§ **Text segment**
[START]
England were dominant early on against the Invitational XI taking 5/93 in just over 30 overs. Ed Cowan provided the only resistance with 51, until the New South Wales duo of Ryan Carters and Peter Nevill fought back with 94 and 83, respectively. The partnership was broken on Day 2 and the visitors were left chasing 304. They passed the total easily as Cook, Trott, Kevin Pietersen and Root all made half-centuries, despite James Muirhead's four wickets. Aaron Finch made a half-century as his side made 261 leaving England with 148 to win and Carberry's fifty ensured that England won by seven wickets.
[END]
§ **Written instruction 1**
Answer these from the cricket match report, one line each, marked (a), (b), (c) like the questions:
(a) How many runs did Ed Cowan make?
(b) Who took four wickets against England?
(c) By how many wickets did England win?
§ **Written instruction 2**
Decide whether each statement agrees with the cricket match report. Mark your answers (a), (b), (c), give yes or no for each, and quote the words from the report that settle it.
(a) Ryan Carters and Peter Nevill are from New South Wales.
(b) Peter Nevill scored more runs than Ryan Carters.
(c) Aaron Finch made a century.
§ **Written instruction 3**
Please pick up the cricket match report after its last sentence and keep writing it.

§ **Record extracts**
[START]
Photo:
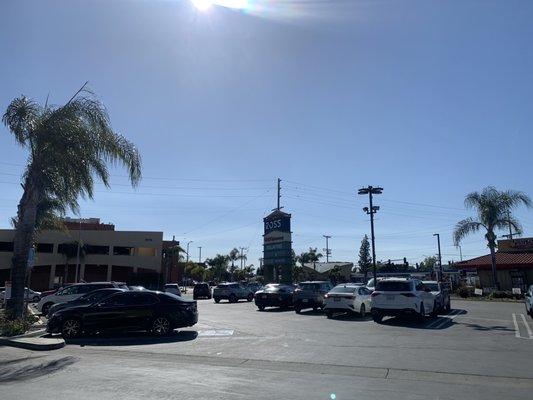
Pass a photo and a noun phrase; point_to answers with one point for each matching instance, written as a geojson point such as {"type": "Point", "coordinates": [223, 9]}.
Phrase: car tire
{"type": "Point", "coordinates": [71, 328]}
{"type": "Point", "coordinates": [46, 308]}
{"type": "Point", "coordinates": [362, 311]}
{"type": "Point", "coordinates": [160, 326]}
{"type": "Point", "coordinates": [377, 317]}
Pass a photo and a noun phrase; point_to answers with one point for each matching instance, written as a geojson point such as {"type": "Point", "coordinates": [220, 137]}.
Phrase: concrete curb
{"type": "Point", "coordinates": [33, 343]}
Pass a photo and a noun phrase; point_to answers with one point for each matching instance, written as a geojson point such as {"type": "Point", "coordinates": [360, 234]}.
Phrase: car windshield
{"type": "Point", "coordinates": [309, 286]}
{"type": "Point", "coordinates": [393, 286]}
{"type": "Point", "coordinates": [343, 289]}
{"type": "Point", "coordinates": [434, 287]}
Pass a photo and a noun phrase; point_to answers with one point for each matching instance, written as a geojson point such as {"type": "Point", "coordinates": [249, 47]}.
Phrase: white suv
{"type": "Point", "coordinates": [72, 292]}
{"type": "Point", "coordinates": [401, 296]}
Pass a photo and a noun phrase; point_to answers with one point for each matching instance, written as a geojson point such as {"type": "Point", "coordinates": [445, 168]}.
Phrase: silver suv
{"type": "Point", "coordinates": [311, 295]}
{"type": "Point", "coordinates": [232, 292]}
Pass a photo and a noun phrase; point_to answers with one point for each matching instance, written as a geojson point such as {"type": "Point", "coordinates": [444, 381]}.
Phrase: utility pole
{"type": "Point", "coordinates": [372, 210]}
{"type": "Point", "coordinates": [440, 257]}
{"type": "Point", "coordinates": [327, 250]}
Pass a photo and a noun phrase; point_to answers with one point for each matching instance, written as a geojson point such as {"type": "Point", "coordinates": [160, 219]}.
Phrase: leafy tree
{"type": "Point", "coordinates": [428, 264]}
{"type": "Point", "coordinates": [493, 210]}
{"type": "Point", "coordinates": [365, 259]}
{"type": "Point", "coordinates": [68, 147]}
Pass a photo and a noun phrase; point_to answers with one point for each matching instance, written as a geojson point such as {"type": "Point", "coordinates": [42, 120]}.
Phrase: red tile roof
{"type": "Point", "coordinates": [503, 260]}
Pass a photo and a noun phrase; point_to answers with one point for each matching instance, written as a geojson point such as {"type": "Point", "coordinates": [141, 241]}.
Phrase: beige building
{"type": "Point", "coordinates": [127, 256]}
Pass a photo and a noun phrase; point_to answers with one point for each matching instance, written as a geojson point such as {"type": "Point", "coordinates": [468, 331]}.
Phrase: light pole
{"type": "Point", "coordinates": [372, 210]}
{"type": "Point", "coordinates": [327, 250]}
{"type": "Point", "coordinates": [440, 257]}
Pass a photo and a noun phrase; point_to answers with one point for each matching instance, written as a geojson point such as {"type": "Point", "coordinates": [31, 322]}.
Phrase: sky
{"type": "Point", "coordinates": [428, 99]}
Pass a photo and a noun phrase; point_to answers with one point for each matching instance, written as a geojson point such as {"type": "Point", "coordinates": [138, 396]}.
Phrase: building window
{"type": "Point", "coordinates": [146, 251]}
{"type": "Point", "coordinates": [44, 248]}
{"type": "Point", "coordinates": [123, 251]}
{"type": "Point", "coordinates": [6, 246]}
{"type": "Point", "coordinates": [92, 249]}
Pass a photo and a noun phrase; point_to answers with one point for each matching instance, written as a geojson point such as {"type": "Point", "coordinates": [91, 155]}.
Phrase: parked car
{"type": "Point", "coordinates": [72, 292]}
{"type": "Point", "coordinates": [233, 292]}
{"type": "Point", "coordinates": [353, 299]}
{"type": "Point", "coordinates": [401, 296]}
{"type": "Point", "coordinates": [87, 299]}
{"type": "Point", "coordinates": [173, 288]}
{"type": "Point", "coordinates": [529, 301]}
{"type": "Point", "coordinates": [442, 295]}
{"type": "Point", "coordinates": [274, 295]}
{"type": "Point", "coordinates": [311, 295]}
{"type": "Point", "coordinates": [29, 294]}
{"type": "Point", "coordinates": [156, 312]}
{"type": "Point", "coordinates": [201, 290]}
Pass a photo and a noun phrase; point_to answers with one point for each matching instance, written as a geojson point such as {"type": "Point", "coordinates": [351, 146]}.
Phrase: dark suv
{"type": "Point", "coordinates": [201, 290]}
{"type": "Point", "coordinates": [311, 295]}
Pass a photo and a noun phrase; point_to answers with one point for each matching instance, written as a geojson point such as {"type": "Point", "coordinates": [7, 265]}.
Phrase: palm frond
{"type": "Point", "coordinates": [464, 228]}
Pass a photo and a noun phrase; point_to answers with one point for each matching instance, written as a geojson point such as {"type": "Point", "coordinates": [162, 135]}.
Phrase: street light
{"type": "Point", "coordinates": [440, 257]}
{"type": "Point", "coordinates": [370, 190]}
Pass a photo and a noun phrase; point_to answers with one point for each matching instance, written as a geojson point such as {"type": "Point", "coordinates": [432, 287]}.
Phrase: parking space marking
{"type": "Point", "coordinates": [527, 326]}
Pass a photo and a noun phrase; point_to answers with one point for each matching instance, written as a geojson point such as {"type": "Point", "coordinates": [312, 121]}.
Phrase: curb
{"type": "Point", "coordinates": [33, 343]}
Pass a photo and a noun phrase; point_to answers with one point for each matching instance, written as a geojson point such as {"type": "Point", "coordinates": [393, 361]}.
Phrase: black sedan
{"type": "Point", "coordinates": [156, 312]}
{"type": "Point", "coordinates": [274, 295]}
{"type": "Point", "coordinates": [87, 299]}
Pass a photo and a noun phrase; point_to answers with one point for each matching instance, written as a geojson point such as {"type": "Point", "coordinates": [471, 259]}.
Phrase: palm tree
{"type": "Point", "coordinates": [68, 147]}
{"type": "Point", "coordinates": [493, 212]}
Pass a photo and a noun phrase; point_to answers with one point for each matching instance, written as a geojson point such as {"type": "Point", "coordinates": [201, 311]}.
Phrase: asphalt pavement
{"type": "Point", "coordinates": [479, 350]}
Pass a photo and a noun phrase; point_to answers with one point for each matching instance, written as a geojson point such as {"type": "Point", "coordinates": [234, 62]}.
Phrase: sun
{"type": "Point", "coordinates": [202, 5]}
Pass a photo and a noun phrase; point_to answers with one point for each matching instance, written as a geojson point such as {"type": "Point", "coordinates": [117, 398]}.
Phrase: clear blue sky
{"type": "Point", "coordinates": [429, 99]}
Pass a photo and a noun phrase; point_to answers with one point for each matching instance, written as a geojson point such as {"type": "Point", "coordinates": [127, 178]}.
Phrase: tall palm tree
{"type": "Point", "coordinates": [68, 147]}
{"type": "Point", "coordinates": [493, 212]}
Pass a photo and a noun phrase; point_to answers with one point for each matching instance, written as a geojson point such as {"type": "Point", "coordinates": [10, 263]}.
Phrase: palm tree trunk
{"type": "Point", "coordinates": [495, 281]}
{"type": "Point", "coordinates": [25, 228]}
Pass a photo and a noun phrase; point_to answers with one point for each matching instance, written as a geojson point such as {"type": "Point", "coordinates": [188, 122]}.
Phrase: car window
{"type": "Point", "coordinates": [69, 290]}
{"type": "Point", "coordinates": [393, 286]}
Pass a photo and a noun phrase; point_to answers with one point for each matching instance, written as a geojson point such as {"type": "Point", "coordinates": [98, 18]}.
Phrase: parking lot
{"type": "Point", "coordinates": [479, 350]}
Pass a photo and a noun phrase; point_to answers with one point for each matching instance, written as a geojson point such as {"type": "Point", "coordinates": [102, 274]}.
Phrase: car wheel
{"type": "Point", "coordinates": [71, 328]}
{"type": "Point", "coordinates": [160, 326]}
{"type": "Point", "coordinates": [377, 317]}
{"type": "Point", "coordinates": [46, 308]}
{"type": "Point", "coordinates": [362, 311]}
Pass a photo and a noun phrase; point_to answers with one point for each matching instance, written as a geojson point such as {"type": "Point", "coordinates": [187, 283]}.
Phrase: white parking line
{"type": "Point", "coordinates": [527, 326]}
{"type": "Point", "coordinates": [516, 329]}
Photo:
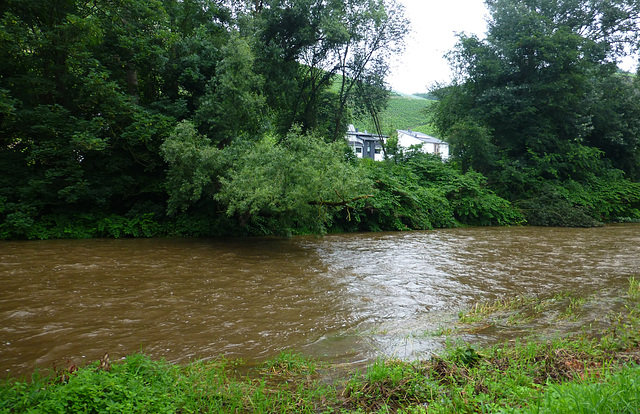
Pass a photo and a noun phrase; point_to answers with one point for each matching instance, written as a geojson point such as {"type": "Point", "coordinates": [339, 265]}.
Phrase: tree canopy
{"type": "Point", "coordinates": [529, 103]}
{"type": "Point", "coordinates": [209, 117]}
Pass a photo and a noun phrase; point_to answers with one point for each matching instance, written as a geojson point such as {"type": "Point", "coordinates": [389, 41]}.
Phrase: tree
{"type": "Point", "coordinates": [533, 104]}
{"type": "Point", "coordinates": [272, 186]}
{"type": "Point", "coordinates": [314, 53]}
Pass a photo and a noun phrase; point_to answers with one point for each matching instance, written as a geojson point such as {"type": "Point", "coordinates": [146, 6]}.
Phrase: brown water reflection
{"type": "Point", "coordinates": [344, 297]}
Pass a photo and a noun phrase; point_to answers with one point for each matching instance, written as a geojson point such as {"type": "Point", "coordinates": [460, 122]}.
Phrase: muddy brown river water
{"type": "Point", "coordinates": [343, 298]}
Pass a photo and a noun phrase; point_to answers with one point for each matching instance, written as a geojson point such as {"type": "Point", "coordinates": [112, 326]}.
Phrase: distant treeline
{"type": "Point", "coordinates": [200, 118]}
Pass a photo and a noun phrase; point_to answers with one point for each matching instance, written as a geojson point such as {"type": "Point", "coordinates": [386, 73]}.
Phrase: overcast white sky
{"type": "Point", "coordinates": [433, 27]}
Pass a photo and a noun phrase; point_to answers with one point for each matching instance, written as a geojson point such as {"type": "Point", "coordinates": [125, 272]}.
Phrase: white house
{"type": "Point", "coordinates": [364, 144]}
{"type": "Point", "coordinates": [429, 144]}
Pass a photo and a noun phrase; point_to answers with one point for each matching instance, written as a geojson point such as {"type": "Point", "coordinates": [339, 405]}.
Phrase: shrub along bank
{"type": "Point", "coordinates": [584, 373]}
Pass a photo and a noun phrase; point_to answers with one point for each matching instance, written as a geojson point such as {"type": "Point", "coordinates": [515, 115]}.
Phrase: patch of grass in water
{"type": "Point", "coordinates": [524, 376]}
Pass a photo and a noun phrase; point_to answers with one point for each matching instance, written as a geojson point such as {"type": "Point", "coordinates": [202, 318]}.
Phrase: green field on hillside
{"type": "Point", "coordinates": [403, 112]}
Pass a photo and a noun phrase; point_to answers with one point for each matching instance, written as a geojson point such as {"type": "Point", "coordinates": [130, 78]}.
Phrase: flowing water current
{"type": "Point", "coordinates": [343, 298]}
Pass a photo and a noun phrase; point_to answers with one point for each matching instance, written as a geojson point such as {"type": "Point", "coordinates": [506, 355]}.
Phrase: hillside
{"type": "Point", "coordinates": [403, 112]}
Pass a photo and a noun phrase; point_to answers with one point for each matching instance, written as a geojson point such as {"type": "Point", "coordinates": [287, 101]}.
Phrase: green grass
{"type": "Point", "coordinates": [585, 373]}
{"type": "Point", "coordinates": [403, 112]}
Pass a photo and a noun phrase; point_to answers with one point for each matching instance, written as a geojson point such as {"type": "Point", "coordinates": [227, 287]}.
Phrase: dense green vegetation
{"type": "Point", "coordinates": [541, 110]}
{"type": "Point", "coordinates": [203, 117]}
{"type": "Point", "coordinates": [587, 373]}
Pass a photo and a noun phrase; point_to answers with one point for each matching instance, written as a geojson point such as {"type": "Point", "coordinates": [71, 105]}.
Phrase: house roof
{"type": "Point", "coordinates": [422, 137]}
{"type": "Point", "coordinates": [353, 132]}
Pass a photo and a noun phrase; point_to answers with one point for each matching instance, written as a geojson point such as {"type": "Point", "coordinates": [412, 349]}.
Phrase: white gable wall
{"type": "Point", "coordinates": [430, 144]}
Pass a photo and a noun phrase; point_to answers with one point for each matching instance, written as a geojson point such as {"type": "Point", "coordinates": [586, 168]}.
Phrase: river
{"type": "Point", "coordinates": [344, 298]}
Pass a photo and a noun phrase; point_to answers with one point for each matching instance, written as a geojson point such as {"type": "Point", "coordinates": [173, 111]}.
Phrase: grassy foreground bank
{"type": "Point", "coordinates": [586, 373]}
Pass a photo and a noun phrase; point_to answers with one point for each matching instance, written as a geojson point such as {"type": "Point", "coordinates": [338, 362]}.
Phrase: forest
{"type": "Point", "coordinates": [122, 118]}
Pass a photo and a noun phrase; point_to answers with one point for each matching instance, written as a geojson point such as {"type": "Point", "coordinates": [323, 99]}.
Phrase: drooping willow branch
{"type": "Point", "coordinates": [343, 203]}
{"type": "Point", "coordinates": [338, 203]}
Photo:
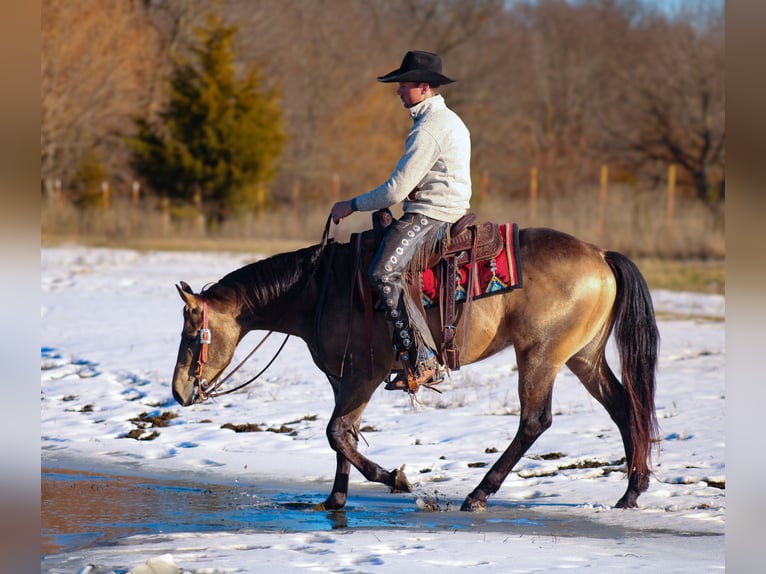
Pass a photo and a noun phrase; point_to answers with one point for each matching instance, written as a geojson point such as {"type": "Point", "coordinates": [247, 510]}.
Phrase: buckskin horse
{"type": "Point", "coordinates": [575, 295]}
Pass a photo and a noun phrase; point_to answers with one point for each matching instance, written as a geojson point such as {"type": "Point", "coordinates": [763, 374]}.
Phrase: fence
{"type": "Point", "coordinates": [638, 222]}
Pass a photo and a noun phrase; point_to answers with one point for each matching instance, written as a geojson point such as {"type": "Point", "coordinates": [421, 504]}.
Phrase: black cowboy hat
{"type": "Point", "coordinates": [419, 66]}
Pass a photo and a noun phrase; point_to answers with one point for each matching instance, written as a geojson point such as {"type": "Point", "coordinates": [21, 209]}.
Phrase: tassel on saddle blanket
{"type": "Point", "coordinates": [480, 260]}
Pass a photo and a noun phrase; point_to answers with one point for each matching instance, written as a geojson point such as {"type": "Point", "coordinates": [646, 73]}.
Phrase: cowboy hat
{"type": "Point", "coordinates": [418, 66]}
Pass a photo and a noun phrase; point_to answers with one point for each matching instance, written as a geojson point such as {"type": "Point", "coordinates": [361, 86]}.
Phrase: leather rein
{"type": "Point", "coordinates": [207, 390]}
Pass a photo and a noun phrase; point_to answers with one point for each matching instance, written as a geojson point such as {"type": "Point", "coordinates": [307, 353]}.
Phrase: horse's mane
{"type": "Point", "coordinates": [258, 284]}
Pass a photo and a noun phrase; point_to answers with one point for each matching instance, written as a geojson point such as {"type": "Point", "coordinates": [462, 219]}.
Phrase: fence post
{"type": "Point", "coordinates": [602, 200]}
{"type": "Point", "coordinates": [296, 199]}
{"type": "Point", "coordinates": [105, 193]}
{"type": "Point", "coordinates": [533, 196]}
{"type": "Point", "coordinates": [484, 189]}
{"type": "Point", "coordinates": [57, 193]}
{"type": "Point", "coordinates": [671, 192]}
{"type": "Point", "coordinates": [335, 188]}
{"type": "Point", "coordinates": [164, 216]}
{"type": "Point", "coordinates": [136, 189]}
[END]
§ **Task answer 1**
(a) 51
(b) James Muirhead
(c) Seven

§ **Task answer 2**
(a) Yes: "the New South Wales duo of Ryan Carters and Peter Nevill"
(b) No: "Ryan Carters and Peter Nevill fought back with 94 and 83, respectively"
(c) No: "Aaron Finch made a half-century"

§ **Task answer 3**
===Two-day: Cricket Australia Chairman's XI v England XI===

After losing the first test at The Gabba, the England side headed to Traeger Park in Alice Springs for a two-day game against the Cricket Australia Chairman's XI. In what proved to be a rough first day for England, Gary Ballance was the only man to pass 50 as the tourists made a modest 7/212 before declaring. Steven Cazzulino and Marcus Harris both fell short of half-centuries as the Chairman's XI declared at 8/254. England batted for only 16 more overs for 1/47, of which Carberry made 37 as yet another tour match finished in a draw.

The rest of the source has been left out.